_WORUM ES GEHT_: Welche der atypischen Arbeitsformen ist laut dem folgenden Interview zur Zeitarbeit rechtlich noch am besten abgesichert?

DIE FURCHE: Flexibler, schneller, vielfältiger: Immer mehr Menschen arbeiten in sogenannten atypischen Verhältnissen. Und hier hat vor allem die Zeitarbeit stark zugenommen. Wie erklären Sie diesen Trend?
Thomas Grammelhofer: Der Trend besteht zunächst einmal vor allem darin, dass sich das Risiko zunehmend von den Arbeitgebern hin zu den Arbeitnehmern verlagert. Das, was unsere Vorfahren arbeitsrechtlich geregelt haben, also die Frage, ob ich gebraucht werde und Lohn bekomme, wird nun auf Arbeitnehmer übertragen. Zudem versucht die Wirtschaft etwa bei der Leiharbeit, also der Arbeitskräfteüberlassung, auszuweichen. Kein Wunder, denn diese ist von den atypischen Arbeitsformen jene, die rechtlich noch am besten abgesichert ist. So greifen Unternehmen, in Umgehung des Arbeitskräfteüberlassungsgesetzes, dann immer wieder zu Werkverträgen oder anderen Arbeitsformen. Da gibt es oftmals schlechtere Absicherung bei Urlaubsanspruch oder Entgeltleistung im Krankheitsfall. In den letzten Jahrzehnten ist vonseiten der Wirtschaft massiv gegen die bislang übliche typische Erwerbsarbeit vorgegangen worden.

Dateneinträge:
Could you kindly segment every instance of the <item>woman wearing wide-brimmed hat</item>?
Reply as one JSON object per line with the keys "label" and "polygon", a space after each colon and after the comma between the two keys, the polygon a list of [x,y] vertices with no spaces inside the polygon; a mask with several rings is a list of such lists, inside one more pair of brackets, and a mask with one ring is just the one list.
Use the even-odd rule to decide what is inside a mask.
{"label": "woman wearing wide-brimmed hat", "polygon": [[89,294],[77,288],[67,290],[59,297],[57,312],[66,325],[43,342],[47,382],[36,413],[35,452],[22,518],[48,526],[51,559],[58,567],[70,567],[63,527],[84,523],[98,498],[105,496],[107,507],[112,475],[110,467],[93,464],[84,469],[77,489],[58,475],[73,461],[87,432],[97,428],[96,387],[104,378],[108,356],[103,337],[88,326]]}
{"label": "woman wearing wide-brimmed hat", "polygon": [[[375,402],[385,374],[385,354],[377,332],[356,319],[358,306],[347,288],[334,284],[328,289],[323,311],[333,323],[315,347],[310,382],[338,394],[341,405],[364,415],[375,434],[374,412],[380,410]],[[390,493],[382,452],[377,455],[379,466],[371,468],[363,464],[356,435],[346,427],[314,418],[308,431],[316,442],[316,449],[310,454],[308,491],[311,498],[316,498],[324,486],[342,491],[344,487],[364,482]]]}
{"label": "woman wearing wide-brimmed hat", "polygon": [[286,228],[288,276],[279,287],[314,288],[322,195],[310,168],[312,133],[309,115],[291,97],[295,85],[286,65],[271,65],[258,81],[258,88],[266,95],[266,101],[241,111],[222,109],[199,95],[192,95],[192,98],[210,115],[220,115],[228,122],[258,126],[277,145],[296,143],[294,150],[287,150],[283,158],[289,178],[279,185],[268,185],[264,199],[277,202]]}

_LÖSUNG_: Die Leiharbeit, also die Arbeitskräfteüberlassung.